Word for word and without images, transcribe all of the records.

BEGIN

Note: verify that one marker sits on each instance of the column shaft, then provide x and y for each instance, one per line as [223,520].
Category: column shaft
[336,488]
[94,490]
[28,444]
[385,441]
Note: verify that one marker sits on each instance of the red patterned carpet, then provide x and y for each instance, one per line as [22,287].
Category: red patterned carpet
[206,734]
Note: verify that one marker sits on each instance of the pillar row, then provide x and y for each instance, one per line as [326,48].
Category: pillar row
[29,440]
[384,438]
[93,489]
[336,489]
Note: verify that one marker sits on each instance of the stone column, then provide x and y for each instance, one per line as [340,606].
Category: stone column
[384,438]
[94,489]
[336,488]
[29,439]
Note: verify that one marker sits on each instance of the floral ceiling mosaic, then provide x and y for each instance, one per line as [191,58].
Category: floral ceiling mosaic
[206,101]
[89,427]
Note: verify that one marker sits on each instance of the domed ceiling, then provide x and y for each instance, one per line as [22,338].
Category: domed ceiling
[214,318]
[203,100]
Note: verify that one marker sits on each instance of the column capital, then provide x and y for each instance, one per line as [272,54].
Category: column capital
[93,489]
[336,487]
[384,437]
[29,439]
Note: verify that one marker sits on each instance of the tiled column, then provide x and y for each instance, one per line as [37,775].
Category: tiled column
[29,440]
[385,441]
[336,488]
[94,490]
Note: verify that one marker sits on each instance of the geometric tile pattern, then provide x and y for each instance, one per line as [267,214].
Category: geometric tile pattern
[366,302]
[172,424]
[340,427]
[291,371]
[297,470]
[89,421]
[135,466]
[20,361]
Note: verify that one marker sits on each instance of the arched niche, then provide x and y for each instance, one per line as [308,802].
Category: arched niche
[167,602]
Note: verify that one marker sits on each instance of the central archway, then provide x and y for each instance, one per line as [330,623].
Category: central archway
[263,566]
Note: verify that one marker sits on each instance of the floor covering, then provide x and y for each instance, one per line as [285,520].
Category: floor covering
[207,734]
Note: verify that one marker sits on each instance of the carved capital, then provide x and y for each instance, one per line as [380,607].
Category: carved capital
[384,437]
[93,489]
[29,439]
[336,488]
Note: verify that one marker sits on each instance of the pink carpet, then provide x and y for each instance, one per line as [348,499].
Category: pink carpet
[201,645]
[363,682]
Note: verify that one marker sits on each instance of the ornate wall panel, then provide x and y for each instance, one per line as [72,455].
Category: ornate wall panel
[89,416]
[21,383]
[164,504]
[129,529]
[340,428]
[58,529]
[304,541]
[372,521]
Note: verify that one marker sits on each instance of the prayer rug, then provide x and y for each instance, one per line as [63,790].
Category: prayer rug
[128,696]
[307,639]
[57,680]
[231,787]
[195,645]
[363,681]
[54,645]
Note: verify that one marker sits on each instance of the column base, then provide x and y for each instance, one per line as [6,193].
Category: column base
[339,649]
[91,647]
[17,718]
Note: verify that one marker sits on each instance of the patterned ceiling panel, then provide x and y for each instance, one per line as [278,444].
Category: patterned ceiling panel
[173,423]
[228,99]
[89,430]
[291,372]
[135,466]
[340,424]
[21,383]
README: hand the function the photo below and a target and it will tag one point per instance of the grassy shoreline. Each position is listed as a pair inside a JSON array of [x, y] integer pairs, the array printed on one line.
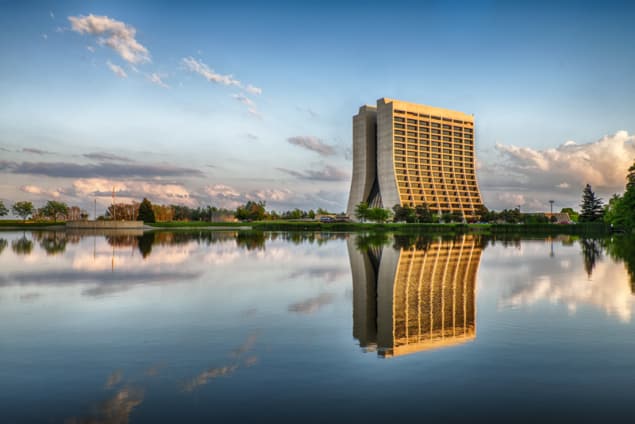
[[281, 225]]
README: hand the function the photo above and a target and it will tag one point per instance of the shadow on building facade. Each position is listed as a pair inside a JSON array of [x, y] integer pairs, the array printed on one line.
[[415, 298]]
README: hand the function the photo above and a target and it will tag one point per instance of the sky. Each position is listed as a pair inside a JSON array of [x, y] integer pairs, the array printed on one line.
[[202, 103]]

END

→ PROBLEM SOLUTION
Note: verify that one marker sits on each instance of the column shaft, then provide x and y for each instance, one per line as [223,520].
Category: column shaft
[336,488]
[94,490]
[28,444]
[385,441]
Note: verify that one marker sits on each instance of the red patterned carpet, then provide x and y for each instance, one per line as [22,287].
Category: red patterned carpet
[206,734]
Note: verify that one marker sits on each instance of the pillar row, then provide x and y for each instance, one per line as [326,48].
Category: pillar row
[29,440]
[384,438]
[93,489]
[336,489]
Note: verify that one marker sits on each instance of the stone column, then provide x and y for each instance, one per line as [340,606].
Category: stone column
[384,438]
[94,489]
[336,488]
[29,439]
Note: verify that one marker sits on each instance of the floral ceiling mosaic, then provide x and y for each instance, one per line as [191,58].
Category: floral ceiling mosaic
[206,101]
[89,427]
Note: verify that one marker sits on each instance of the domed ceiling, then provide x and y for each instance, one per line as [22,338].
Category: domed ceiling
[214,318]
[203,100]
Note: verify that one marker sits on each instance of the column capital, then provide x and y for each instance, one per line as [272,54].
Category: column capital
[93,489]
[336,487]
[384,437]
[29,439]
Note: verify that one marker sits on each instance of the tiled column, then provide x and y for each instance, one per line as [37,775].
Category: tiled column
[29,440]
[385,441]
[336,488]
[94,490]
Note: verify that one marker sits on each instance of the geometric tile pattern, then provide x and y for each instance, one per line as [267,214].
Category: geometric tile pattern
[366,302]
[172,424]
[340,427]
[291,371]
[297,470]
[89,421]
[135,466]
[20,361]
Note: verify that one marker sits on each instance of the arched niche, then provide x and y for each instance, one per line as [308,802].
Category: arched niche
[167,602]
Note: verify that one marker sits on each instance of the central archway, then provide x and y for each instance, one per line as [330,623].
Category: central archway
[263,566]
Note: verify that one marker sits on each instance of the floor covering, then provide x and y for each instance, one per line as [285,520].
Category: floor covering
[207,734]
Note: verify that one marker sits on each instance of the carved capital, then provide x and y for each instance, one per line as [380,607].
Category: carved capital
[384,437]
[93,489]
[29,439]
[336,488]
Note: verify that one marker sits on each instance of the pink carpet, then provide x and y for each instance, one per line as [348,499].
Category: pink carpet
[201,645]
[363,682]
Note: verify that one marker sits on each instance of the ornate wall panel, then provide x and y for each instance, one per line as [72,455].
Category: ornate wall panel
[89,416]
[21,383]
[164,504]
[129,529]
[340,428]
[58,529]
[304,541]
[372,521]
Note: verify that one marker sits on each instance of the prayer rug, then provide x and y for each instance, one per line as [63,790].
Category: prayer rug
[128,696]
[307,639]
[57,680]
[231,787]
[195,645]
[363,681]
[54,645]
Note: verify that one marker sits on each instance of the column base, then provide x and y for each instance, one per line as [6,193].
Category: column base
[339,649]
[91,647]
[17,718]
Note: verify that one marker sits on each instance of the patterned ceiling panel, then provide x and y for each instance, one per line as [278,444].
Category: patterned ceiling panel
[173,423]
[228,99]
[89,430]
[291,372]
[135,466]
[340,424]
[21,383]
README: hand the function the photo below and a target and it will tag one point per instance of the grassy shoreline. Each position is listed as a pair inside a JSON array of [x, y] integer pairs, the array printed on one line.
[[281, 225]]
README: hand the function the photo above and a target and it will tag one point per instance of the shadow on building facade. Each position is listed as a pair inside a JSON array of [x, y] integer pairs, the array printed on one line.
[[415, 298]]
README: hand the function the photo above and a target and it will tag one point per instance of the sky. Each position is listed as a pair inside a JSON array of [x, y] integer pairs, the array printed on one line.
[[202, 103]]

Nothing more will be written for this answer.